**PROBLEM TO SOLVE:** Output all entries verbatim, dropping pictures.

[Opening RAW DATA section]

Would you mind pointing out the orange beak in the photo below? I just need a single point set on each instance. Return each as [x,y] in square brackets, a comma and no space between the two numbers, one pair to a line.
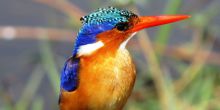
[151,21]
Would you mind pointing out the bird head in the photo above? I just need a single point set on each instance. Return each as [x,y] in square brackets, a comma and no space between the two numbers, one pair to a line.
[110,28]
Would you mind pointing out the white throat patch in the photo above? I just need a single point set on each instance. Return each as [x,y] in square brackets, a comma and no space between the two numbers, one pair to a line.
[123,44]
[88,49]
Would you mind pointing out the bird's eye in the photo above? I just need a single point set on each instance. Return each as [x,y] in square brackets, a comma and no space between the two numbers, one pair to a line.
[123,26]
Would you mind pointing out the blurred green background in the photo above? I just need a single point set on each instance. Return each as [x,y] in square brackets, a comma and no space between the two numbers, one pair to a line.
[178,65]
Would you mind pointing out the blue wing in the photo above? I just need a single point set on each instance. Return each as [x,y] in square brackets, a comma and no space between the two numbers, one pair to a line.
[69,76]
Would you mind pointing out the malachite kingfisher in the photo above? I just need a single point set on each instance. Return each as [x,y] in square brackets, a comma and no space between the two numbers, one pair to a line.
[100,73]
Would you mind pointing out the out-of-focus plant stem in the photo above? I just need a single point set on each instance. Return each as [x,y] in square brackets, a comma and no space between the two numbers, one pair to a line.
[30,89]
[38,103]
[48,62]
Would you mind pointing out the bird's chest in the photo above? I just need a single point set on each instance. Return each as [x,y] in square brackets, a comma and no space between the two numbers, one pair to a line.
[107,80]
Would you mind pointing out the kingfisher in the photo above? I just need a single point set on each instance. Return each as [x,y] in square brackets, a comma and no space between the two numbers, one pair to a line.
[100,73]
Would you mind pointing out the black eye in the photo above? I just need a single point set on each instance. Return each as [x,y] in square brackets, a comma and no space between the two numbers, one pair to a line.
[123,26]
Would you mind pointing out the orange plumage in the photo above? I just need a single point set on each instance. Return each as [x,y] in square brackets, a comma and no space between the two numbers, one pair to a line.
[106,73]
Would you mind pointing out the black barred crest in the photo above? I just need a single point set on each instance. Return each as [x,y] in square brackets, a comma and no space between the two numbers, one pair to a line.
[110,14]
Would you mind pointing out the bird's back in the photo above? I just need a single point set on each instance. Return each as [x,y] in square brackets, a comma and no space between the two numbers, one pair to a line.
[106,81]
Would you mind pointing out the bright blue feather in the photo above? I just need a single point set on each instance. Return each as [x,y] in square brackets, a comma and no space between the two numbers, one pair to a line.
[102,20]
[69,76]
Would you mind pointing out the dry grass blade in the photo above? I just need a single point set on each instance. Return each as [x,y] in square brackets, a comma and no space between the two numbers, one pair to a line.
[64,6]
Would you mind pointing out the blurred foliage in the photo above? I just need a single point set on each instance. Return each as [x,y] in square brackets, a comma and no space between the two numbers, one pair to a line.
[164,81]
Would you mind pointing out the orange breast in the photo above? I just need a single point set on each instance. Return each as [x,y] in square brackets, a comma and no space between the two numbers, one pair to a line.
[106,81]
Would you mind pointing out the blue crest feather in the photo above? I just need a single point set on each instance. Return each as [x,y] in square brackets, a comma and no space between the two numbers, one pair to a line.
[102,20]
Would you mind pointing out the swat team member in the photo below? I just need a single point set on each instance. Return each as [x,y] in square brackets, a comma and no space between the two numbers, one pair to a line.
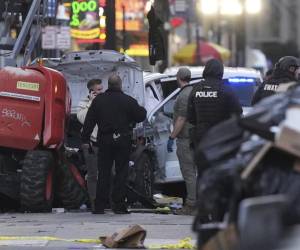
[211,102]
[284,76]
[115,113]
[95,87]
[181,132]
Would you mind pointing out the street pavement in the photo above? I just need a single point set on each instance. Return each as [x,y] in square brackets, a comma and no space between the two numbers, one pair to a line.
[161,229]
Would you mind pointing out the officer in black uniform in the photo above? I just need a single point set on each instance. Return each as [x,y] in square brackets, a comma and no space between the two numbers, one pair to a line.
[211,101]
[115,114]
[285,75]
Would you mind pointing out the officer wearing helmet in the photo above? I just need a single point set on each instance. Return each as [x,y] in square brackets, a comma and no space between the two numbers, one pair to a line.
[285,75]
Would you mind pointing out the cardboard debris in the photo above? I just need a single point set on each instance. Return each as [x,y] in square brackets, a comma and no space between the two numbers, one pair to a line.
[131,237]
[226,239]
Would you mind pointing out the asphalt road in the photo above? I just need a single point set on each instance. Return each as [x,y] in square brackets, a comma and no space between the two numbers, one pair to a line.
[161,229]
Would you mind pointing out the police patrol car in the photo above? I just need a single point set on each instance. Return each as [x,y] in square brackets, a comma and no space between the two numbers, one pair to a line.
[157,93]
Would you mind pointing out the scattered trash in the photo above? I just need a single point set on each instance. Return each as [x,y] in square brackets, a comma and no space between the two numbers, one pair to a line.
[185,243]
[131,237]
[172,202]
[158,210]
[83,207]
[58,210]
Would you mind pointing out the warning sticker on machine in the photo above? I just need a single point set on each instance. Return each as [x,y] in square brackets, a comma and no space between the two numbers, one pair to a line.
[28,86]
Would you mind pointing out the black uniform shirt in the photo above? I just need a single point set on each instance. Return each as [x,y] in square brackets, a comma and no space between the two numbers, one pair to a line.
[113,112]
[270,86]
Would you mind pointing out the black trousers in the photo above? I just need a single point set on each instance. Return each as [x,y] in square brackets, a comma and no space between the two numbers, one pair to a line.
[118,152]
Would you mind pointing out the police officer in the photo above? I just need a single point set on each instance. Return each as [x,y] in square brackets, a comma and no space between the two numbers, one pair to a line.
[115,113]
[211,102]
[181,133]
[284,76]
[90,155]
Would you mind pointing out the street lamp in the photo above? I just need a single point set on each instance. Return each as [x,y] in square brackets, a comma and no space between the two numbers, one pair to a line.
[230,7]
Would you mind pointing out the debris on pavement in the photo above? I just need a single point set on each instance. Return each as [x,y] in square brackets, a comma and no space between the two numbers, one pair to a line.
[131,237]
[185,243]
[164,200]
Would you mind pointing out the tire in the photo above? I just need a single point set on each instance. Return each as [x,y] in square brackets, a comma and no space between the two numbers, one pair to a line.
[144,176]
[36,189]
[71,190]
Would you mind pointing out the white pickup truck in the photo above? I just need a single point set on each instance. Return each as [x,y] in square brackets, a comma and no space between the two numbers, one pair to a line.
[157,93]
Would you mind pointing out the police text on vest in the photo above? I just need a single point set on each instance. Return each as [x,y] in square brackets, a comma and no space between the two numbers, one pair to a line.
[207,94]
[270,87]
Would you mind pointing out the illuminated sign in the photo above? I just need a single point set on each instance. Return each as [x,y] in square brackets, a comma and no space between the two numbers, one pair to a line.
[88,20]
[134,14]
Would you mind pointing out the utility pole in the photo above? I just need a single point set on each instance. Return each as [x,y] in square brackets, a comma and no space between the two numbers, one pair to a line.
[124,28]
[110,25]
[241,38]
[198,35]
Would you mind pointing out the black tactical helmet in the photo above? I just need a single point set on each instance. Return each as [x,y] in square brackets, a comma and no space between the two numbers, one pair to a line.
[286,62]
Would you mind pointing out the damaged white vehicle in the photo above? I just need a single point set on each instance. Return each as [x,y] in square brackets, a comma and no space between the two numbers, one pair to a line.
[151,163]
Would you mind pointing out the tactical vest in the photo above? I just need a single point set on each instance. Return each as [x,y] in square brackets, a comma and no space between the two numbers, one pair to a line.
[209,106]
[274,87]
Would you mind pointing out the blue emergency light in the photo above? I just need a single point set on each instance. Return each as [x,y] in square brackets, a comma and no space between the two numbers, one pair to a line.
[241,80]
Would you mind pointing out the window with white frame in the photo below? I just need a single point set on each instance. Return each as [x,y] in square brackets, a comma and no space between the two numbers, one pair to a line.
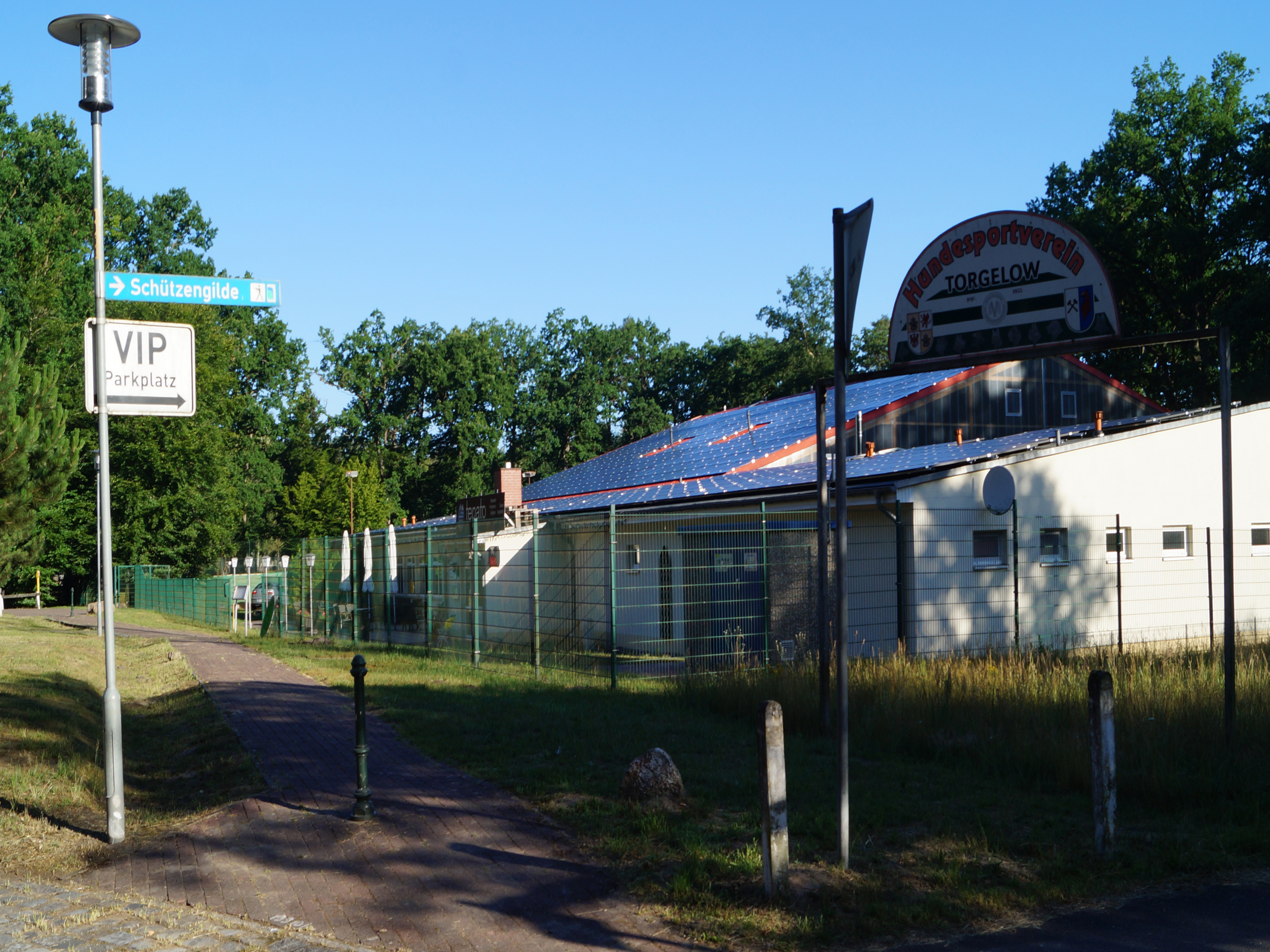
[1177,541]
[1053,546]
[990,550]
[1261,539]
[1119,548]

[Closing RAW DATA section]

**TASK OUTPUT:**
Would you mind pointing out the orange beak in the photo below? I just need a single point set on each instance. Return each as [x,y] in square brackets, a comma and no space between the two numbers, one pair to a line.
[151,21]
Would you mind pointing out the bird head in the photo above? I just need a single point set on each instance. Return each as [x,y] in square brackets, a comma and no space between the two numbers, one pair to a line.
[110,28]
Would you mind pointing out the white throat patch in the photo above? I just need a single point set on each instance. Return each as [x,y] in square brackets, a comma and no space between the two numbers, one pair to a line.
[123,44]
[88,49]
Would you mind pointing out the bird's eye in the photo above? I just need a single point set on each instance. Return each as [x,y] in square brackets, a comma and no space between the two numbers, one pair to a line.
[123,26]
Would you mind pointing out the blurred green background in the photo above? I just need a single point set on each instance. Return each as [x,y] in square brackets, a comma and no space between the two numbers, one pair to a line.
[178,65]
Would you mind pointing out the blue wing in the photo above? I just need a single point set on each instance. Return each as [x,y] in square brackets, a comma and no space between the two numbers, one pair to a line.
[69,76]
Would you mind pointing out the malachite kingfisher in the photo above? I just need a single point set on each instance. Return each as [x,y] in square brackets, a comma and no space between the two numbers, one pair to a line.
[100,73]
Would you mind pointing out the out-of-focus plant stem in the photo above? I just need a single point set on each instance. Return each as [x,y] in square brackets, a comma and no space between the two numbers, one pair to a line.
[30,89]
[38,103]
[48,62]
Would you mind pointing out the bird's chest in the photo above? I just need a single point set on each instance. Return each as [x,y] in square brackets, a comma and no space between the two numbers, one pair to a line.
[107,80]
Would you mind pointing out the kingfisher in the photo above? I just need a single point set on each instance. Return each as [x,y] in square brackets, a comma and no space between the two numbers, one pair to a line.
[100,73]
Would you mind pointing out the black eye in the photo above? I just need a single point set on each instance. Return each as [x,y] in square brackets, a comma and no space between the two numbers, one pair to a line.
[123,26]
Would you mind pointing out the orange plumage in the photo above? I just need a single point set on each instance. Return each as [x,y] in square brackets, a comma and no space between the two numbers, one pair to a line.
[106,73]
Would you mind pointing out the black barred crest in the photo above? I just need a single point set on each instance. Return each as [x,y] in square brackets, a comma and no space between the two numbers, one pair to a line.
[110,14]
Would you mind pointing out the bird's back in the photo above? I just need a single point set on each instance. Return each as [x,y] in square brackets, a comma and no space between the two numbers, one pair to a line.
[106,81]
Would you mind pointing out the bright blue feather in the photo above? I just need a single point set on each instance. Return each as [x,y] in square brackets, a comma and no space between the two numbers, one pair to a line.
[102,20]
[69,76]
Would you mind pointing out the dry grass blade in the photo above? I just need a single point set on each instance. Return each as [x,y] in square brackets, a comma and no space between the two numbers, one pair to a line.
[64,6]
Would you mind pointing out the blurred foliage in the photo above? I just need a single point set on each instance. Return each as [x,y] in square brackets, a comma and no space between the two numbers, one pair to a line.
[164,81]
Would you mind pointing out the orange breast in the photo above? I just need a single point set on each instance. Return each as [x,y] in square brackets, a comma and no space between the two numbers, one pair to a line.
[106,81]
Would you mind pointing out the blue crest feather in the photo above? I just need a single point set on each instance. Return each as [x,y] in square brackets, a comma and no space between the two numbers, one pair to a line.
[102,20]
Would you mind pointing out the swat team member in the photo below? I just need a single point set on each instance. Return each as [x,y] in square brackets, a comma and no space between the two numbers, one pair to a line.
[211,102]
[284,76]
[115,113]
[95,87]
[181,132]
Would you mind pointing out the street pavement in the photo above? I just need a single point set on each instance. Return each as [x,y] in square brackets, a comma and no space between the two numbers, one pair to a line.
[161,229]
Would you mind pointing out the officer in black uniform in the photo above? I just need a single point set on each instance. Return each as [x,y] in square brackets, a comma and no space between the two numbers, one pair to a line.
[211,101]
[115,114]
[285,75]
Would you mind pointing out the officer wearing helmet in the photo above? I just need a single point set on each instance. Return each as [x,y] in square brackets, a comma and no space between the two numbers, one pair to a line.
[285,75]
Would you mind pointing out the cardboard debris in the photo above? I just need a single point set on each instance. Return each as [x,y] in square brackets, a comma and no space between the two numbers, one pair to a line.
[131,237]
[226,239]
Would you mind pointing out the asphalt road in the photo above? I just need a single point set on each instance. Return each as [x,y] in square brackets, a comma and no space between the two numbers, one pair to a line.
[161,229]
Would you mind pointing out the police patrol car in the photo above? I just need a single point set on each instance. Return each as [x,y] in square brackets, a comma and no space between the two numbers, one pair to a line.
[157,93]
Would you mind pointing out the scattered trash in the photo above? I just need a single point set on each instance. Return each as [x,y] in square brackets, a comma and no space between the two numbers, one pair to a line.
[185,243]
[131,237]
[172,202]
[158,210]
[83,207]
[58,210]
Would you mind pointing out the warning sticker on machine in the photo above? I just need a single point set on each instance. Return each as [x,y] in square brackets, a comma and no space between the two numbers, one pair to a line.
[28,86]
Would you mind pointing out the black uniform shirt in the photo above? I just need a single point set on each instance. Return each as [x,y] in square brackets, a comma and no space between the two numbers, one pair to a line.
[113,112]
[270,86]
Would you mind pointing out the black trousers in the photo above? I just need a single point set on each instance. Return each as [x,y] in square brackets, a comma and no space between the two numbers, one pair to a line.
[118,152]
Would you mind pointing out the police officer in the photo above? I just need a single point set on each instance. Return each as [x,y] in square brackets, a comma and no space between the two numbers, one pair to a line.
[115,113]
[211,102]
[181,133]
[284,76]
[90,155]
Would you mind pointing out the street lamp in the photo above? I just need a single point set on each instance. Return each as [x,y] in square brackets, a comma and no space between the two numbers, one pair to a line.
[230,7]
Would you mind pointing out the debris on pavement in the photo above? I just need a single point set on each instance. Return each as [x,y] in square brackets, a comma and no space between the two numbers, one pair to a line.
[131,237]
[185,243]
[164,200]
Would you mind pointing out the tire in the photo above? I just need a single point set on each instance. Return each as [x,y] in square brackets, a comma and no space between the two numbers, one pair to a line.
[144,176]
[36,189]
[71,190]
Would you mind pointing out the white pickup truck in the photo above? I just need a single point set on each instance. Return each as [x,y] in square brackets, a comma and no space between the two numbers, one pair to a line.
[157,93]
Would you mind pointing out the police text on vest in the photo above? I just need a single point set on each instance. Return each as [x,y] in square brackets, a comma and no space between the two numbers, one pair to a line.
[207,94]
[270,87]
Would you mind pointing out the illuminated sign in the photo above? I just need a single point set on each instance. Return each as [x,y] in square brackets, a comma and no space between the two numbers, one pair to a line.
[88,20]
[134,14]
Would you mind pointing out the utility pole in the photo above? I just need a single point set on each instance. Return each as [x,y] in square brackets, a comma and no space between the two numbers, one pair to a line.
[124,28]
[110,25]
[241,38]
[198,35]
Would you mind pointing out the black tactical helmet in the photo above? I just need a single point set on each instance. Return each as [x,y] in square brackets, a comma and no space between the two numbers, one pair to a line.
[286,62]
Would you mind pointing out the damaged white vehicle in the photo above? I just need a single point set on each instance. Return each as [x,y] in square brackets, a comma and no space between the two numbers, one pair to a line.
[151,163]
Would you mind pointing out the tactical vest in the photo above? I just need a single point set on each instance. Return each as [x,y] in square brackets, a comma and no space between the two numbers, one pair to a line.
[209,106]
[274,87]
Would you mind pointing out the blue emergency light in the photo above? I just need a single point set on each instance. Return each as [x,y] in square brackets, a comma and no space between the two numbers, one pair to a line.
[241,80]
Would you mind pointing out the window with white frame in the photo below? I just need a single point set on each instance. Return each as [x,y] in square brackets, a comma and no space between the two numbers, one pair to a line.
[1177,541]
[1053,546]
[990,550]
[1261,539]
[1119,548]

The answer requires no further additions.